** Uit te voeren taak **
Hernoem in de forumpassage "HC4500" tot "HC5000" en geef het gedeelte tussen "Ik kader van" en "aan de spelers.", beide inbegrepen, opnieuw weer.

━━━ Getoonde passage ━━━

Ander voorstel dan, eigenlijk meer een verzoek. Eventjes via het forum om aan te geven dat we er zeker wel op letten:

Wil je aub meer aandacht dan geven dan je nu hebt gedaan aan je spelling.
alvast reuze bedankt namens alle lezers,

De trial van Cue loopt hier trouwens ook veelvuldig vast. Ik blijf nog even PCDJ gebruiken of voor de kleine klusjes met een paar instartjes Ableton.

----------


## DJ Antoon

Virtual DJ=Numark Cue=PCDJ VJ Gericht op gebruik van video en muziek.

DjDecks=PCDJ DEX Enkel muziek, dus ook minder cpu hongerig.

PCDJ (D1) ontwikkelt eigenlijk zelf geen software meer, aankomende Reflex wordt door gizmo labs gedaan gizmolabs.net (Is van dezelfde programmeur die ook destijds oude pcdj red maakte.)

Veel dezelfde software in een ander jasje...

----------


## RHulshof

Hallo dan,

Ik ben van plan om de HC4500 te gaan kopen in combinatie een BU4500 heeft iemand hier al ervaring mee.

Vooral het samenwerken met mp3 en Cd's lijkt mij echt geweldig maar goed ik ben dus benieuwd naar ervaringen

Grtz. Ronnie

----------


## jozef

Goeiedag,

Ik kader van grote problemen op de minidisc markt ben ik hard opzoek naar een goede oplossing. Ik kan nu meerdere shows op een avond weg zetten en alles is uitgevoerd met dubbele MD en dubbele CD of table top. De minidisc gaat er helaas uit en ik heb mijn best al moeten doen voor 500 stuks. Nu heb ik 3 opties: 1 doorgaan met MD en een nog grotere voorraad aanleggen. 2 terug gaan naar CD maar een serieus finacieele inverstering. 3 de combinatie van een HC4500 een small desktop pc en de software van ultramixer erop en een 15inch tft erbij en de CD speler.

zelf heb ik het idee bij optie 1 hoelang heb ik genoeg en de oplopende kosten van het onderhoud aan de spelers. 
Bij 2 om nou alle CD's die ik nu heb of zeg de beste daarvan 3 voudig te kopen in de winkel word ik niet echt gelukkig van. dus copieren zal het dan wel worden en dat mag weer niet. Ze zijn dan ook nog eens slecht en CD's werkt niet echt lekker vind ik. (gevoels matig dan, technisch prima)
Bij 3 heb ik altijd geroepen als de pc het draaien gaat doen mag hij ook opbouwen en afbreken!!! maarja, tijden veranderen? met zo'n controler lijkt het tenminste nog een beetje op draaien.

Misschien dat het toch optie 3 moet gaan worden en daarom ben ik benieuwd of iemand hier al ervaring heeft met die software van Ultramixer.

----------


## ralph

nog steeds niet betrouwbaar genoeg wat mij betreft, met als erg groot nadeel dat het hele spul erg veel ruimte inneemt.

━━━ Aangeleverde gegevens ━━━

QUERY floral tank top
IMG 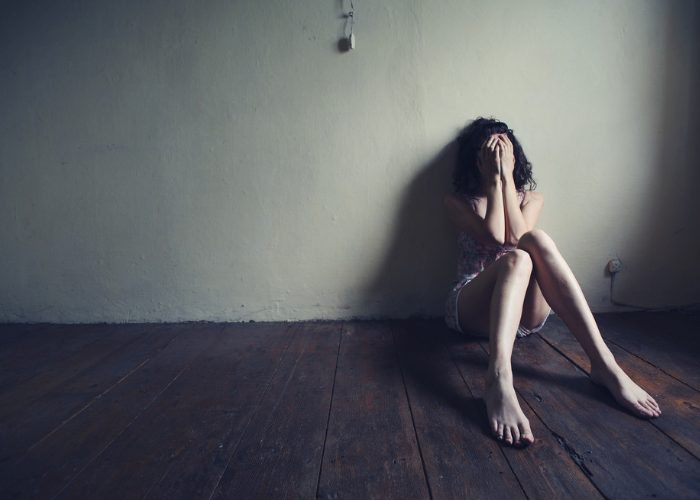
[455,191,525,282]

━━━
━━━ Aangeleverde gegevens ━━━

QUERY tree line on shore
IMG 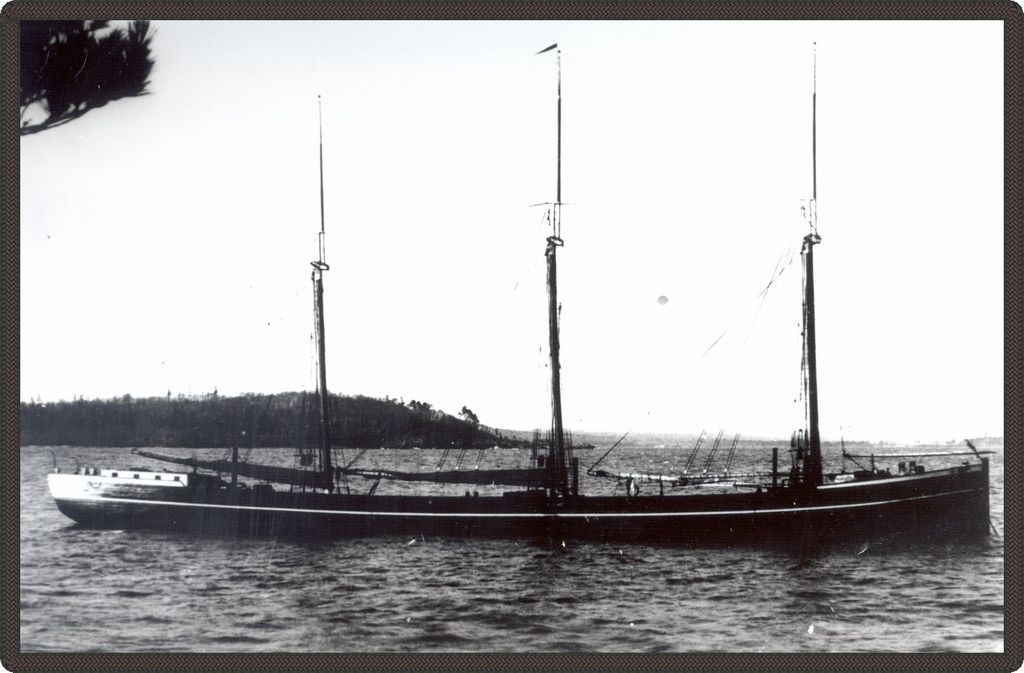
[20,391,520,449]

━━━

** Oplossing voor probleem **
Ik kader van grote problemen op de minidisc markt ben ik hard opzoek naar een goede oplossing. Ik kan nu meerdere shows op een avond weg zetten en alles is uitgevoerd met dubbele MD en dubbele CD of table top. De minidisc gaat er helaas uit en ik heb mijn best al moeten doen voor 500 stuks. Nu heb ik 3 opties: 1 doorgaan met MD en een nog grotere voorraad aanleggen. 2 terug gaan naar CD maar een serieus finacieele inverstering. 3 de combinatie van een HC5000 een small desktop pc en de software van ultramixer erop en een 15inch tft erbij en de CD speler.

zelf heb ik het idee bij optie 1 hoelang heb ik genoeg en de oplopende kosten van het onderhoud aan de spelers.